----- Supplied text -----

Op-Ed: “EU Pension Taxation: Removing Another Brick in the Wall?” by Hans van Meerten and Philip Bennett


On 11 November 2021, the Court of Justice (Third Chamber) decided the case of MH and ILA (Pension rights in case of bankruptcy) (C-168/20). There was no Opinion by the Advocate-General. Although usually a sign that the case was not that important, there are exceptions. This seems one of them.

This stems from a reference from the High Court of Justice of England and Wales (‘the High Court’) to the Court of Justice. The referred question related to the differential treatment, on bankruptcy of the scheme member in the UK, of his pension rights as a member of an Irish tax approved pension scheme compared to what the treatment of those rights would have been under a UK tax approved pension scheme. Despite Brexit, the timing of the facts was such that reference could still be made to the Court of Justice (judgment, paragraphs 57-59).

-----

* What you will do *
A – List each line of the records that contains the string "flesh", treating uppercase and lowercase letters as different.
B – Extend the op-ed on EU pension taxation by writing on from its final sentence.

----- Records for the task -----

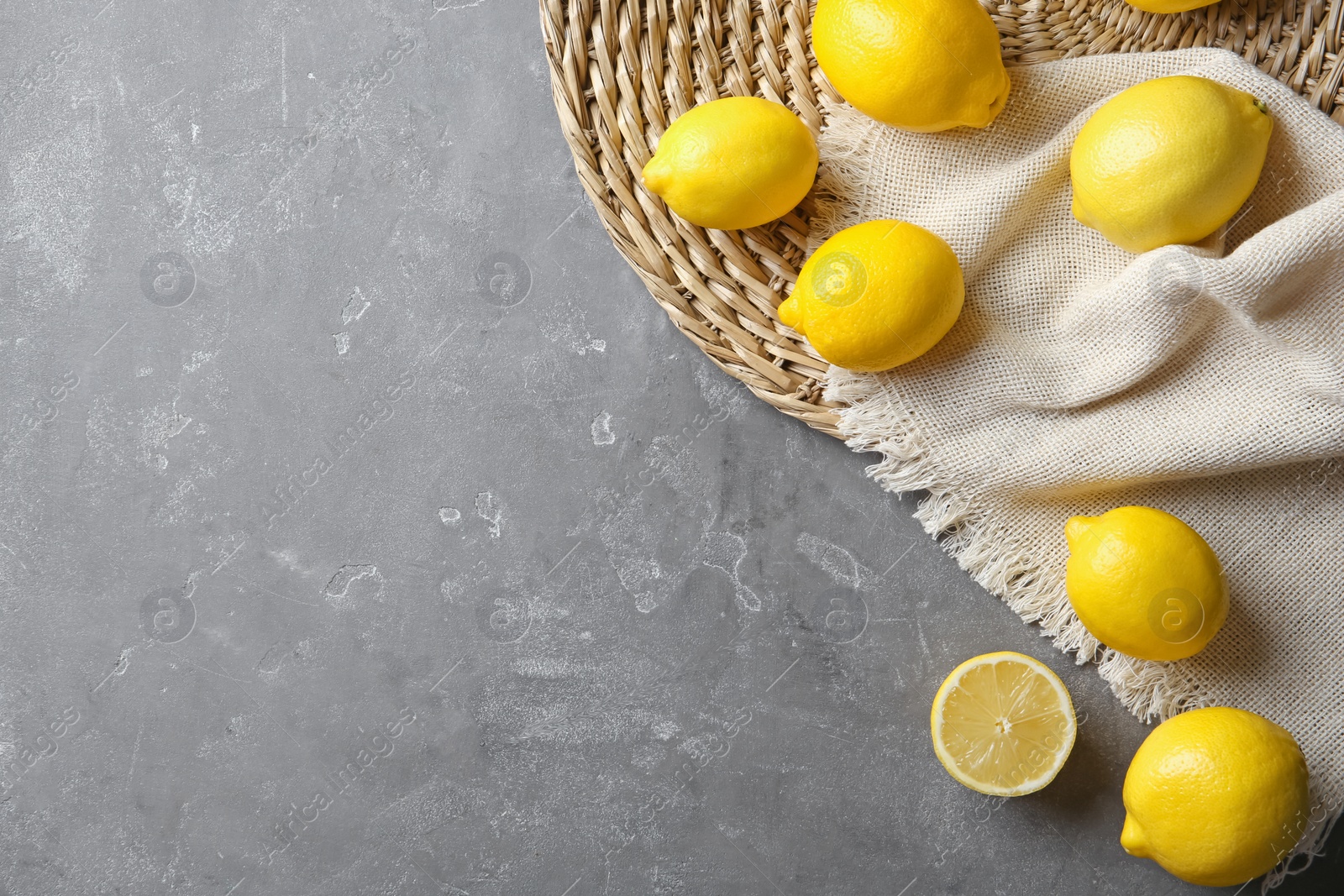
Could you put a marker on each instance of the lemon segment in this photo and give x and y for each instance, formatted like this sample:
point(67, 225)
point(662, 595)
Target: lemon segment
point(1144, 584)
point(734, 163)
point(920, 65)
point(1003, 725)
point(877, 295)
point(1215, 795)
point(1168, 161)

-----
----- Records for the task -----

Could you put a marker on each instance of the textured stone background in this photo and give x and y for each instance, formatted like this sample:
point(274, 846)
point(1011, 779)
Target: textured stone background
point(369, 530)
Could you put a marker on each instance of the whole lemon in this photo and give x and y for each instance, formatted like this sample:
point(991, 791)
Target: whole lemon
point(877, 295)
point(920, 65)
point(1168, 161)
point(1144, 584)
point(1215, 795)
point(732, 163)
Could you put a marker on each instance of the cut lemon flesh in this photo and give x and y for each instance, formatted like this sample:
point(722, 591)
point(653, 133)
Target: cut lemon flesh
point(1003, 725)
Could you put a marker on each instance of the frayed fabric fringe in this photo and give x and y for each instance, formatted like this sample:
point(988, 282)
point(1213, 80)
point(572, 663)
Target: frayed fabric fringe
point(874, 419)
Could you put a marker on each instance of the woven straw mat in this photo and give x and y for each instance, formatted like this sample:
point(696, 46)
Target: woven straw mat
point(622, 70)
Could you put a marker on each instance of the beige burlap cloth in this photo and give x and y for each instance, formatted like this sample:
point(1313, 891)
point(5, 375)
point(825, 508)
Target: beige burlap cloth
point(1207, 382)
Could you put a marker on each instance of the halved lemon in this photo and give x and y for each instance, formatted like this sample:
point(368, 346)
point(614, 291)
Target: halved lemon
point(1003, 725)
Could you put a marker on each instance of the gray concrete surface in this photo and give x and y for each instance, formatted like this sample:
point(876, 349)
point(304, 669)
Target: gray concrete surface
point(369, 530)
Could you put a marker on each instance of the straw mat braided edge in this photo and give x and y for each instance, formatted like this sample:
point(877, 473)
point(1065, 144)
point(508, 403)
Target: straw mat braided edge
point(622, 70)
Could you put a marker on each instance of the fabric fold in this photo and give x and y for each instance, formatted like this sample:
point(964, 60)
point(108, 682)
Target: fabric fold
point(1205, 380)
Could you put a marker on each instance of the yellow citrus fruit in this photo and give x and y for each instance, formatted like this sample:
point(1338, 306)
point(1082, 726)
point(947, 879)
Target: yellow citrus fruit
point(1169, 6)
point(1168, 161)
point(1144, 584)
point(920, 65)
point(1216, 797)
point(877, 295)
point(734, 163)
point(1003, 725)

-----

* Written responses *
A –
Could you put a marker on each instance of the cut lemon flesh in this photo and give x and y for each instance, formatted like this sample:
Target: cut lemon flesh

B –
More specifically, the question was whether that differential treatment amounted to indirect discrimination against the Irish national who had moved to the UK and infringed that individual’s rights under Article 21 TFEU (freedom of movement), Article 49 TFEU (freedom of establishment, including pursuing activities as a self-employed person) and Article 24 of the Citizens’ Rights Directive (Directive 2004 38/EC).

The amounts of money involved were substantial. The member’s pension rights were valued in August 2020 by the trustees in bankruptcy at 8.5 million euros. That value was disputed by the member. The claims on the member’s bankruptcy estate were in excess of 1 billion euros (judgment, paragraphs 28-34).

In brief, where an individual, who is a member of a UK tax approved pension scheme, including certain overseas pension schemes which satisfy some additional requirements, (a ‘Gold Standard Scheme’) becomes bankrupt in England, Section 11 of the UK Welfare Reform and Pensions Act 1999 (‘the WRPA 1999’), says that the pension rights under such a scheme of such an individual are not part of the estate of the bankrupt that can be used to satisfy claims of the bankrupt’s creditors.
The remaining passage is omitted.